#### OBJECTIVE
List every line of the records that contains the word "woman", matching case exactly.

#### INPUT RECORDS

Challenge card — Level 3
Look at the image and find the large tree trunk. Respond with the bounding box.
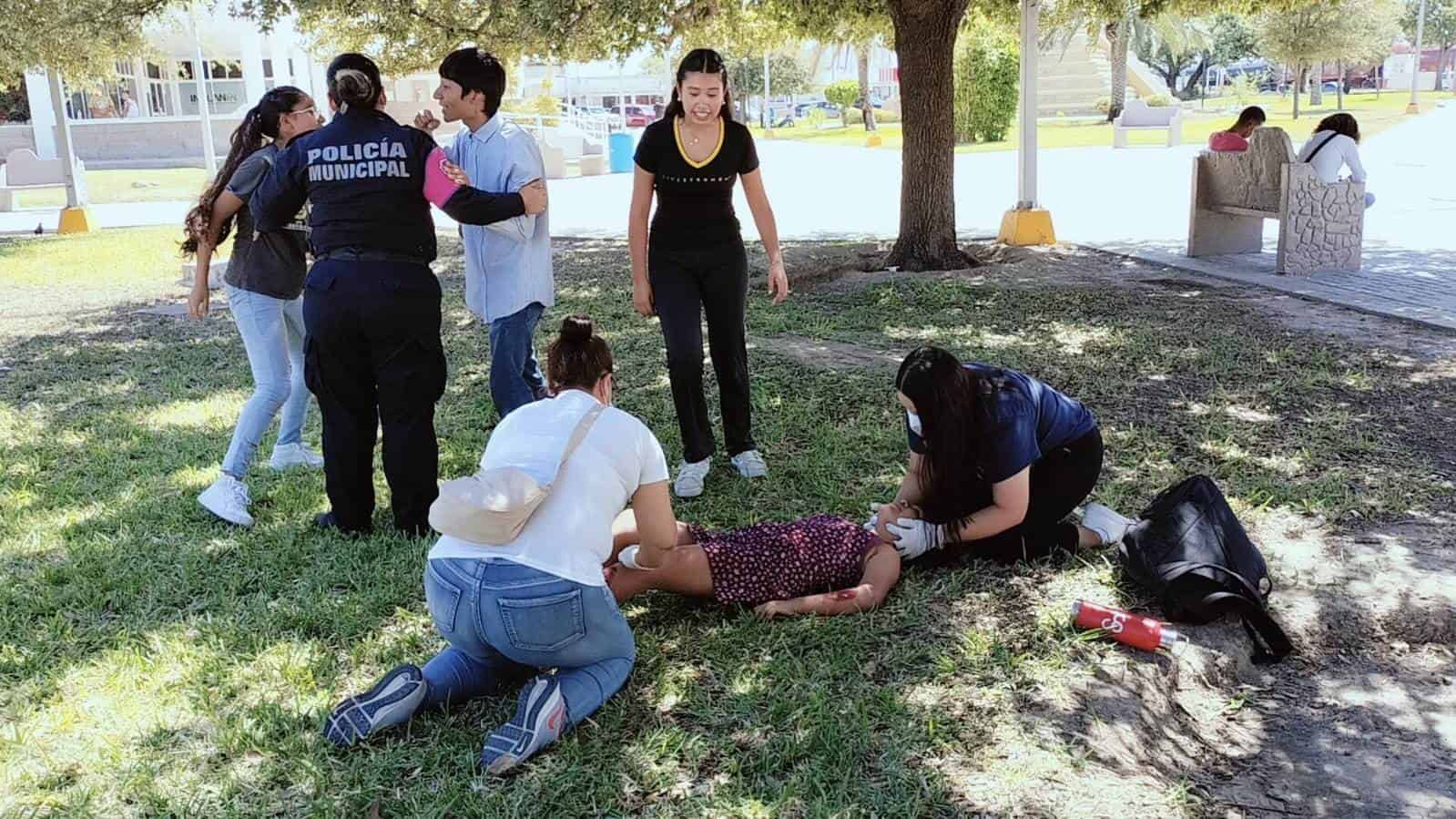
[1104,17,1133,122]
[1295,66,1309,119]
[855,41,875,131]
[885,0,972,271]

==

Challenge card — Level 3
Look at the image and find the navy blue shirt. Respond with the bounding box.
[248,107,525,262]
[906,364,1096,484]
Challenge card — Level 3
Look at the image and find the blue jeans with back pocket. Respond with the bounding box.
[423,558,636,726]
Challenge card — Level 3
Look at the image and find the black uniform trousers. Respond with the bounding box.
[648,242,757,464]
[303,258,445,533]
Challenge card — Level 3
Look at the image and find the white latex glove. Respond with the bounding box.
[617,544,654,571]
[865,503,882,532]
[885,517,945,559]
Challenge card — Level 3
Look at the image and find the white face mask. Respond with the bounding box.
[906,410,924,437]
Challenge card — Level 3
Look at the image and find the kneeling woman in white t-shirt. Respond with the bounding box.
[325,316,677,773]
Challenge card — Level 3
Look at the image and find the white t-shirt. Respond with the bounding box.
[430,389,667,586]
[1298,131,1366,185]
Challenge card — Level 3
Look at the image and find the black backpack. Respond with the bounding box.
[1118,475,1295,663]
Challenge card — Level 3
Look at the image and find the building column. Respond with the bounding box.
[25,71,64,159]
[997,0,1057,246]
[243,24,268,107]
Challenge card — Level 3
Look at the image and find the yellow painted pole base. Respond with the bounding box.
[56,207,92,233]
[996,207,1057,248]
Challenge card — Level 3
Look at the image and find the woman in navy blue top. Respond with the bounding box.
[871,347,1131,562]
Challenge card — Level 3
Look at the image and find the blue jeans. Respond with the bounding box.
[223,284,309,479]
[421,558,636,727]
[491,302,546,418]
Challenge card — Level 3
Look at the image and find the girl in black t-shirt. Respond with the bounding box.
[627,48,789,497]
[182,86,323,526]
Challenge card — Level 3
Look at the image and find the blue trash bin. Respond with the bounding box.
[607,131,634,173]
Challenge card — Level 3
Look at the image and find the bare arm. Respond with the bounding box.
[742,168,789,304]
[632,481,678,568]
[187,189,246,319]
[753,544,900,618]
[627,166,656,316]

...

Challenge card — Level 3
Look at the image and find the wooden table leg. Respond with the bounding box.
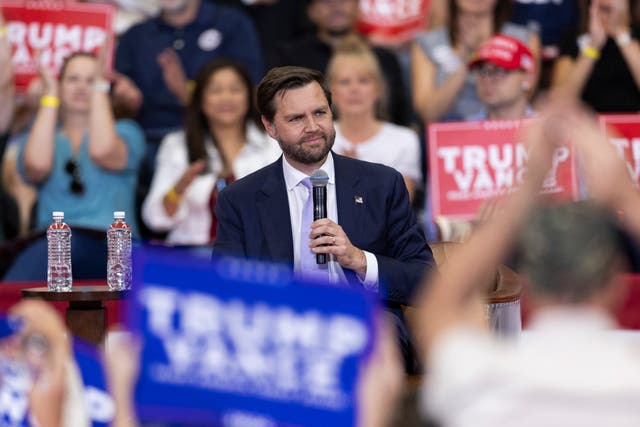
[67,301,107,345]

#### ANSWER FOR THE TASK
Look at the image and find the kneeling woman in white t-shirt. Respond with the bounding box.
Look at the image and find the woman in navy blue top. Respond with the bounding box.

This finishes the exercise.